New era of multi-component antibiotics as the best strategy to combat the eminent antimicrobial resistance crisis.
The BBC recently aired a compelling documentary on the issue of AMR and the rise in the cases of difficult to treat infections. The main reason for this situation is frequently stated as the overuse and misuse of antibiotics but there is the need to critically examine the biochemical and cellular mechanisms of antimicrobial resistance.
This idea that AMR is mainly due to misuse of antibiotics is only partially right and mainly wrong. The bigger problem is what we classify as antibiotics over the past 70 yrs. All classes of antibiotics are single chemical agents which kill certain bacteria species with high lethality.
The fact that for every antibiotic there exists a bacterial pathogen that is naturally resistant without any prior exposure, makes the generalization of antibiotic-misuse-dogma very problematic. It's possible to discover new classes of antibiotics that have a minimum of two components.

Listed records.
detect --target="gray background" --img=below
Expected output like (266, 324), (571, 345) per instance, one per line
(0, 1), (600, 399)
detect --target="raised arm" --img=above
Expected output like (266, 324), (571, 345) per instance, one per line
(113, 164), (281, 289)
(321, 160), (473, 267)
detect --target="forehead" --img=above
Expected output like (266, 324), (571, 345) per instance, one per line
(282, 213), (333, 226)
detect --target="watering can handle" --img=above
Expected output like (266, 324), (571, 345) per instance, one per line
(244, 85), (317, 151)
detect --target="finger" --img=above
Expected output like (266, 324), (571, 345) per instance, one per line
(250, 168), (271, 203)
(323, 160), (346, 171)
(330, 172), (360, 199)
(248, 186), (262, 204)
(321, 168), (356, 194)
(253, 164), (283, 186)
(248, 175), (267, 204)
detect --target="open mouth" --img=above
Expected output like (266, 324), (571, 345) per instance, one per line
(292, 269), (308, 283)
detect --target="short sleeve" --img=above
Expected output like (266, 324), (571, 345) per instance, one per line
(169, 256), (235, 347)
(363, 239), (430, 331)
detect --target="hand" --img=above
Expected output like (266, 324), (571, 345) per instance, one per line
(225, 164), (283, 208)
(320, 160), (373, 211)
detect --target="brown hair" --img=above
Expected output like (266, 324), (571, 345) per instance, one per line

What to produce. Reproduce the piece on multi-component antibiotics word for word, from "The fact that" down to "of two components.".

Exercise response.
The fact that for every antibiotic there exists a bacterial pathogen that is naturally resistant without any prior exposure, makes the generalization of antibiotic-misuse-dogma very problematic. It's possible to discover new classes of antibiotics that have a minimum of two components.